*** Opening EXTRACT PROVIDED ***

Markdown Twins

Every.to started shipping articles with an “agent” toggle. If you flip it, the post turns into a clean markdown doc you can hand to an LLM. Most of my site is already markdown on disk, so this felt ripe to copy.

The part I wasn’t sure about was whether to serve the markdown to agents by default. I could sniff the user agent and quietly hand bots markdown while people get the HTML. Claude talked me out of it. That means giving up static rendering on every post, leaning on a bot list that’s stale the day you write it, and risking Google treating the two versions as cloaking. So instead every eligible page just gets a companion .md URL (/posts/this-post.md), a “View as markdown” toggle up in the meta row, and a link in the page head so agents can find it on their own. An /llms.txt indexes the whole thing too.

What surprised me is how little code it took. Since the posts are already markdown, the twin is just the raw body with a small header glued on — title, source URL, date, and a few per-type fields like the Spotify link on a music review. No conversion, no HTML-to-markdown round trip. The build spit out 445 of them across posts, blips, restaurant reviews, and song reviews, each one a plain-text file an agent can read without running my JavaScript. I think I used like 17% of the context window for planning and execution.

I left the twins indexable on purpose. A personal site is for poking around, and if someone (or something) would rather read the markdown, that’s fine by me. Plus, I’ll get to learn if they get indexed.

The one thing I didn’t do (yet) is fully copy the approach that Every.to took. They summarize the content and provide some prompts at the end. That feels like a cool idea, but baby steps.

*** Closing EXTRACT PROVIDED ***

> **REQUIRED ACTIONS**:
1. Answer the following from the post on markdown twins.
(a) What example path does the post give for a companion .md URL?
(b) How many markdown files did the build produce?
(c) What two things does Every.to do that the author has not yet copied?
2. Retype the portion of the post on markdown twins starting with "Markdown Twins" and going on through "whole thing too.".

*** Opening DATASET ***

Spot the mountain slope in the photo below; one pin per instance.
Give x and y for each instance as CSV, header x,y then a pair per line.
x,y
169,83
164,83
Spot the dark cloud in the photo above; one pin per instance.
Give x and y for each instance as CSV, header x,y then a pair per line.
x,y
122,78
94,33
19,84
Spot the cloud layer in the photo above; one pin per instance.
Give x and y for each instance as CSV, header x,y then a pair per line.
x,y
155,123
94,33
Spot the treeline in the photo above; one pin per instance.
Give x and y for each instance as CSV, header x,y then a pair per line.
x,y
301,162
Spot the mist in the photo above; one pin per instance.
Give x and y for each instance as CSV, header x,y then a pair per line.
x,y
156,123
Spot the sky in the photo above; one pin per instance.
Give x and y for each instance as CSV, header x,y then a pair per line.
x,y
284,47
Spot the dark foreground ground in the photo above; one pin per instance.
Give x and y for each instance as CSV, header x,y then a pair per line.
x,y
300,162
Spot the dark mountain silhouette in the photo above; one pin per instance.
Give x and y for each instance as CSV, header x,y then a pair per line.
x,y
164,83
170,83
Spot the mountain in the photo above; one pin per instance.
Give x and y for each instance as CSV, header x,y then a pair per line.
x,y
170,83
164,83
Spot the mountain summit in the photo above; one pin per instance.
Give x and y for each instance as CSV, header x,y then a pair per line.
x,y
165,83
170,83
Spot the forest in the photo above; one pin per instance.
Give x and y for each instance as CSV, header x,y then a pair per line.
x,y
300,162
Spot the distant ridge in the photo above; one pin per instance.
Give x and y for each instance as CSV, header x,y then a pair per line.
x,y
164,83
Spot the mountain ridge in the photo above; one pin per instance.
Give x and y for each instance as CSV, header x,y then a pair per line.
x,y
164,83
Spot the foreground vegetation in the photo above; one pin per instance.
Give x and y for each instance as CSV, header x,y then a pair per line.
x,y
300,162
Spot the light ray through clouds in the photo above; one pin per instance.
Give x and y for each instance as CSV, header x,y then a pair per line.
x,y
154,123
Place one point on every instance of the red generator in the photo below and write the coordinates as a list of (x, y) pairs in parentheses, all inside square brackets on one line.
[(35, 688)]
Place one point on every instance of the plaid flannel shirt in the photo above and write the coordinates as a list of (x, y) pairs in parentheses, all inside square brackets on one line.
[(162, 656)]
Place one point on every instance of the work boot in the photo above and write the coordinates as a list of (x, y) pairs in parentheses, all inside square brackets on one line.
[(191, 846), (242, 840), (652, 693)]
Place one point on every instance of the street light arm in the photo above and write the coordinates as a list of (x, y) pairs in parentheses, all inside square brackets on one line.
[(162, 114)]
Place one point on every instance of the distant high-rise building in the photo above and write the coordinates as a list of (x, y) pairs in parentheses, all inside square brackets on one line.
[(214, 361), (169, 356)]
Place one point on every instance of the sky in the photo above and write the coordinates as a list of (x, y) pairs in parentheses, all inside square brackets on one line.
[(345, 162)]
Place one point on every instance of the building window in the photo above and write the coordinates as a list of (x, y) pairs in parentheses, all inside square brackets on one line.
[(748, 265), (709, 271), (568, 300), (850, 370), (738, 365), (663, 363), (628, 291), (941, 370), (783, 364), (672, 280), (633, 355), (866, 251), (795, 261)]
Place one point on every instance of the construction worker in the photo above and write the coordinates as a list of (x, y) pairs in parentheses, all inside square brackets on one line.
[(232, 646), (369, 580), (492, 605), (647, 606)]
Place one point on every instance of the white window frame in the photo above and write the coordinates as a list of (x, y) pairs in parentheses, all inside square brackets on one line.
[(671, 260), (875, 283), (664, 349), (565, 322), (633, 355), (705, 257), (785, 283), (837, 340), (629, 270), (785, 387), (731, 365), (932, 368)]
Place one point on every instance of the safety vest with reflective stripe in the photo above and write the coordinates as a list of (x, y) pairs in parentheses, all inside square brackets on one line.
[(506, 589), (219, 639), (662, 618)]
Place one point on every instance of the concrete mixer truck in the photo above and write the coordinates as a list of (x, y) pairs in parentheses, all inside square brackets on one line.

*** Closing DATASET ***

> **ANSWERS IN ORDER**:
1.
(a) /posts/this-post.md
(b) 445
(c) It summarizes the content and provides some prompts at the end.

2.
Markdown Twins

Every.to started shipping articles with an “agent” toggle. If you flip it, the post turns into a clean markdown doc you can hand to an LLM. Most of my site is already markdown on disk, so this felt ripe to copy.

The part I wasn’t sure about was whether to serve the markdown to agents by default. I could sniff the user agent and quietly hand bots markdown while people get the HTML. Claude talked me out of it. That means giving up static rendering on every post, leaning on a bot list that’s stale the day you write it, and risking Google treating the two versions as cloaking. So instead every eligible page just gets a companion .md URL (/posts/this-post.md), a “View as markdown” toggle up in the meta row, and a link in the page head so agents can find it on their own. An /llms.txt indexes the whole thing too.